>>>
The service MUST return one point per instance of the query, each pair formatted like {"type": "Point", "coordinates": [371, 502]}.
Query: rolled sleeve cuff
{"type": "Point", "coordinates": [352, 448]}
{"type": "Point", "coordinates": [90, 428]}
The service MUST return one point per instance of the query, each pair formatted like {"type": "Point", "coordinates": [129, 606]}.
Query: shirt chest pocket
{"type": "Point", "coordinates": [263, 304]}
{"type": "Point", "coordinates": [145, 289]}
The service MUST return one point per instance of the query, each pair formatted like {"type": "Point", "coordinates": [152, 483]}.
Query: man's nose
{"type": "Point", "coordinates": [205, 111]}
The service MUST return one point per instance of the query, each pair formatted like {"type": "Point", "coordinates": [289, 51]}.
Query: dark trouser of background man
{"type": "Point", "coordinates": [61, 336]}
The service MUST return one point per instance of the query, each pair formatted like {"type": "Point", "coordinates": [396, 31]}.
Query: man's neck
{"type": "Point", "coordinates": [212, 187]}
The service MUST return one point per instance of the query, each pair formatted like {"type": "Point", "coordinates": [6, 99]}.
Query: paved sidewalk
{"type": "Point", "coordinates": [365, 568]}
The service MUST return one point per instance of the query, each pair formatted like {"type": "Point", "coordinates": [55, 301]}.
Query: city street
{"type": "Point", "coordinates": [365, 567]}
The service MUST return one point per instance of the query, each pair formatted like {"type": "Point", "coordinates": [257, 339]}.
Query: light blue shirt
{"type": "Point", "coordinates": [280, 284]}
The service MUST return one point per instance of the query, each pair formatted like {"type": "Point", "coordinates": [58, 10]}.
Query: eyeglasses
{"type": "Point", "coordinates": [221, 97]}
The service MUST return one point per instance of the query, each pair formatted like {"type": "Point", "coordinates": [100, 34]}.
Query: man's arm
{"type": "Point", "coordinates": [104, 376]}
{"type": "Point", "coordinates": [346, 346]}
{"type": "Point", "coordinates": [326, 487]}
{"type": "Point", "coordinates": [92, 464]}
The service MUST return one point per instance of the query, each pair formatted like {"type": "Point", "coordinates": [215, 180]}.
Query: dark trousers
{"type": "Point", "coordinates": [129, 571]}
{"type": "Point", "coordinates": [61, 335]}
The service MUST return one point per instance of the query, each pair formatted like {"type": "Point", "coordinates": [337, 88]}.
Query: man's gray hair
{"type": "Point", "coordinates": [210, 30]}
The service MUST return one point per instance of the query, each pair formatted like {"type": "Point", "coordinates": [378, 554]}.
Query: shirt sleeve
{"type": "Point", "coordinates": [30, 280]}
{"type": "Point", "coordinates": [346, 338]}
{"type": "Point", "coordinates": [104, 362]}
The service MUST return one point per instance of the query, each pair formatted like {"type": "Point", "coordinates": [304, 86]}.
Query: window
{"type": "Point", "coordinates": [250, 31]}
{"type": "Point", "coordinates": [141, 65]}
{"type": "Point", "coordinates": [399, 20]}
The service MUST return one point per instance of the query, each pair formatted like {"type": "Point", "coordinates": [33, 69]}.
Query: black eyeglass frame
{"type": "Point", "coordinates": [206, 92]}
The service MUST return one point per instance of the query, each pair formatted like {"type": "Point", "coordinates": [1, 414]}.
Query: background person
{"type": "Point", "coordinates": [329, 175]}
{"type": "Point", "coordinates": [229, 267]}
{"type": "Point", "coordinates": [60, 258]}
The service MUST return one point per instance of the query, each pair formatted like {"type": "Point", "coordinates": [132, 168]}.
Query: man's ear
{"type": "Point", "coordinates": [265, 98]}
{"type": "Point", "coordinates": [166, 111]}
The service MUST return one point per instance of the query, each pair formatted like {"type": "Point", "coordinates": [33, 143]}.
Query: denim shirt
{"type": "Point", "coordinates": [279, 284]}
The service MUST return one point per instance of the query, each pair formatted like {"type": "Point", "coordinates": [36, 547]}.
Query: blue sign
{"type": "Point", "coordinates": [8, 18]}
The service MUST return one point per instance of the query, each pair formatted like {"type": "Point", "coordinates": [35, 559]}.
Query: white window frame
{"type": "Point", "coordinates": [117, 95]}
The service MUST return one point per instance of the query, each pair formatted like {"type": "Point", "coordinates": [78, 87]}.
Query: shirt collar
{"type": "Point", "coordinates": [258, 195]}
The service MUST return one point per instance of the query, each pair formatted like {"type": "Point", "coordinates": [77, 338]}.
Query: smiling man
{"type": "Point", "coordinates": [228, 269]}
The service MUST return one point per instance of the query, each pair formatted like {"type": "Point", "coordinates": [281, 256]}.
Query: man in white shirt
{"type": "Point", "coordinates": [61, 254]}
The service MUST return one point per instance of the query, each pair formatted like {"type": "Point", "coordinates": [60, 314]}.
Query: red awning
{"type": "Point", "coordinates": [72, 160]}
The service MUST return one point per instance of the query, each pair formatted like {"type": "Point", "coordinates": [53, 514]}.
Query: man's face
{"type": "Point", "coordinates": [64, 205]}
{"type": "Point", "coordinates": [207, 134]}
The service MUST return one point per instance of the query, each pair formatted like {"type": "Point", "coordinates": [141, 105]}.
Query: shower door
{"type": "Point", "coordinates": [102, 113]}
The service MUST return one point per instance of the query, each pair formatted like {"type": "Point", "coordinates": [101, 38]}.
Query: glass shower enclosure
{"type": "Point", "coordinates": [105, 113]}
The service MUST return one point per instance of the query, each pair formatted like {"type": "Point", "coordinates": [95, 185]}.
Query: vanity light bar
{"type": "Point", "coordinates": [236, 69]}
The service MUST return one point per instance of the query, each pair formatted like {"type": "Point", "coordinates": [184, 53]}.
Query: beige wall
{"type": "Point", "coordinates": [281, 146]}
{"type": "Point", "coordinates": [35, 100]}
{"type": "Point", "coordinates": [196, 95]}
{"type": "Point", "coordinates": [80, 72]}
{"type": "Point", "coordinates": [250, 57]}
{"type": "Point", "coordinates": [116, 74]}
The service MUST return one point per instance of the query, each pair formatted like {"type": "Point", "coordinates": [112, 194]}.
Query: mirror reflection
<<<
EXERCISE INSTRUCTIONS: How many lines of the listing above contain the string "blue"? Reply with the number alone.

OUTPUT: 2